▶ PROBLEMA 1:
No excerto sobre a Régua, de que janela da carruagem se aprecia a paisagem durante a viagem de comboio?
▶ PROBLEMA 2:
Retome o excerto sobre a Régua e continue-o a partir da última frase apresentada.

▶ EXCERTO DA PÁGINA:

Apesar dos progressos da rede rodoviária portuguesa, o comboio continua a ser o grande meio de transporte para visitar o Douro Vinhateiro, Património da Humanidade e, por extensão, a cidade da Régua. Aquilo que na estrada é uma sucessão de curvas pronunciadas e de rampas íngremes, aqui passa a ser uma tranquila fruição da paisagem a partir da janela direita (no sentido da marcha) da carruagem. Vinhedos, quintas e margens do Douro enchem os sentidos do viajante e transformam-se numa experiência gratificante.
Mas se a viagem quase poderia ser um fim em si mesmo, na Régua há muito para ver e apreciar. Uma boa parte do crescimento da cidade foi determinado pela produção e distribuição do Vinho do Porto e essas marcas estão bem patentes, quer nos cais e armazéns ribeirinhos, quer na interessante arquitetura da Casa do Douro. Depois, são as festas anuais e sua animação, desde a véspera de Santo António na sede do concelho, à celebrada festividade dedicada a Nossa Senhora do Socorro pelo 15 de Agosto. Sem esquecer a gastronomia, generosa e pujante, como, por exemplo, Miguel Torga a descreveu. E a toda a volta uma natureza transformada pelo homem mas grandiosa e empolgante no espetáculo dos vinhedos a treparem encosta acima, enchendo o horizonte de cores tão diversas como a sucessão dos dias do ano.

▶ MATERIAL FORNECIDO:
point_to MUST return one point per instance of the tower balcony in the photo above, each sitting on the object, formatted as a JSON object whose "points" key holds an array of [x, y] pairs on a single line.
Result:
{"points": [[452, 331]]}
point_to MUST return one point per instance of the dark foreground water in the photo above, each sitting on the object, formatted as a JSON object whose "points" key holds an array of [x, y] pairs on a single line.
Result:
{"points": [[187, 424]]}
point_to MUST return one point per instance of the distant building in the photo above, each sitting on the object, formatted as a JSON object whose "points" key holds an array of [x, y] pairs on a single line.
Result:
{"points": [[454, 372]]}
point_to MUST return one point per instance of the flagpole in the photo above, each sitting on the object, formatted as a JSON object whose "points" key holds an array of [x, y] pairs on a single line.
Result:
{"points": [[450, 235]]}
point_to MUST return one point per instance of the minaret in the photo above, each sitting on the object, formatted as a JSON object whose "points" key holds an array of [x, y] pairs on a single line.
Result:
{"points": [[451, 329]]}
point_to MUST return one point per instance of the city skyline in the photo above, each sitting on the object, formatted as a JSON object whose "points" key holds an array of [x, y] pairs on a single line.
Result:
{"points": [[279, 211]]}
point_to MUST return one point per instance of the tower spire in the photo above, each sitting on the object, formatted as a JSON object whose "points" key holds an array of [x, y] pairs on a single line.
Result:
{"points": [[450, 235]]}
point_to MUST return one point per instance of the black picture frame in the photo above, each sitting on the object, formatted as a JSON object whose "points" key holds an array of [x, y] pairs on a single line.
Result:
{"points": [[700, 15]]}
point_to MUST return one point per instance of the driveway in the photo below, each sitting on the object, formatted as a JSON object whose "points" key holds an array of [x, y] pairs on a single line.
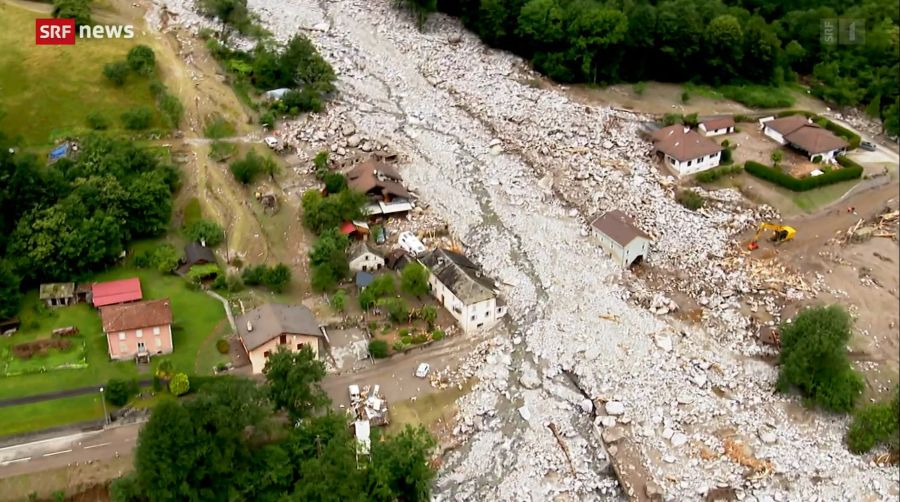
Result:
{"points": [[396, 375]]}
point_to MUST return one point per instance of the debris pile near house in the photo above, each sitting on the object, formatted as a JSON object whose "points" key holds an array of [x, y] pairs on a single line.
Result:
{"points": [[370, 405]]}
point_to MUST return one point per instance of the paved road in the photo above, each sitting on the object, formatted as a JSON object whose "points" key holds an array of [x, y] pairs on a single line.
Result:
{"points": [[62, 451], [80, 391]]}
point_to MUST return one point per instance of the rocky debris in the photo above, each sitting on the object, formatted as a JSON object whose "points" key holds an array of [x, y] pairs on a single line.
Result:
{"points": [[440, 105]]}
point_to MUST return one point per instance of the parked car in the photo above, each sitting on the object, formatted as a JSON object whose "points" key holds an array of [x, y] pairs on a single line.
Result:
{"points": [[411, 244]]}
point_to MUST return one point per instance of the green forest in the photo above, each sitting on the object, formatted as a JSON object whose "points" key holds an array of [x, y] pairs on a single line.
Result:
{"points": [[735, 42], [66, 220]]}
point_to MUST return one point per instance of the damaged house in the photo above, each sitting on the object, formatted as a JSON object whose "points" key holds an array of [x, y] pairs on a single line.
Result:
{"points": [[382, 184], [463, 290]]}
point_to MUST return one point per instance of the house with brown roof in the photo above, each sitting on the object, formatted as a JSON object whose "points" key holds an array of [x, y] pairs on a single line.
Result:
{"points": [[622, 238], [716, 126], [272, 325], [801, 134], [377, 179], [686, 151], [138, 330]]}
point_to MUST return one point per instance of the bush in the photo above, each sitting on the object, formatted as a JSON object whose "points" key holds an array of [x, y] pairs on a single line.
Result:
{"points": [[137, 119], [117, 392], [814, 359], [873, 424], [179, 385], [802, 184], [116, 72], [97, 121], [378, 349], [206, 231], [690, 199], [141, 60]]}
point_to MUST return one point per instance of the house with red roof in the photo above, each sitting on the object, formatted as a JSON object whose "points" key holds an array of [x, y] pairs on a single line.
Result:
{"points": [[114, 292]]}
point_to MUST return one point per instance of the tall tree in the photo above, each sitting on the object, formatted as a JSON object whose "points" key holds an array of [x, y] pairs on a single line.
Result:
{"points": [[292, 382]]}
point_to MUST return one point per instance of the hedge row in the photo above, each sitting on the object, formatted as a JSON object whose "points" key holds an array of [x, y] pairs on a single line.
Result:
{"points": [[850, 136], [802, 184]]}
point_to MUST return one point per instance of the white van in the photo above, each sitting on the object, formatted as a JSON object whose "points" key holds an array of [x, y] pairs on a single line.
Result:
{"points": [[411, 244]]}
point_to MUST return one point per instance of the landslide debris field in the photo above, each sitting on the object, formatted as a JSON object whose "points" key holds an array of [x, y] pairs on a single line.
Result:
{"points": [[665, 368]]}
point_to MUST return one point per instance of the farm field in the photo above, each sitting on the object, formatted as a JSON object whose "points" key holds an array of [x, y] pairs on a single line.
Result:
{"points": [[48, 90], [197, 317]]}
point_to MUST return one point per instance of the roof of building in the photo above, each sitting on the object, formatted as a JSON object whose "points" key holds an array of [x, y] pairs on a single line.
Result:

▶ RESPOSTA 1:
Da janela direita, no sentido da marcha.

▶ RESPOSTA 2:
Esta viagem de comboio à Régua tem, claramente, duas partes distintas. A primeira – nunca é de mais insistir – é o passeio de comboio propriamente dito, talvez o mais bonito da rede ferroviária portuguesa. É, de facto, um deslumbramento começar a descer de Marco de Canavezes para Mosteirô e, de repente, como que ver explodir a paisagem do Douro Vinhateiro, que passa a encher a janela direita da carruagem. É um deslumbramento de cores, padrões, cheiros e sons que só termina com a chegada à estação da Régua. Pelo caminho fica a estação das Caldas de Aregos (as termas ficam na margem contrária) evocativa da Tormes de «A Cidade e as Serras» (a Quinta de Vila Nova ainda hoje existe, estando ligada à Fundação Eça de Queirós). E, à passagem pelas Caldas de Moledo, já às portas da Régua, na outra margem avista-se a Quinta de Vale Abraão, celebrizada pelo romance de Agustina Bessa-Luís e pelo filme de Manoel de Oliveira.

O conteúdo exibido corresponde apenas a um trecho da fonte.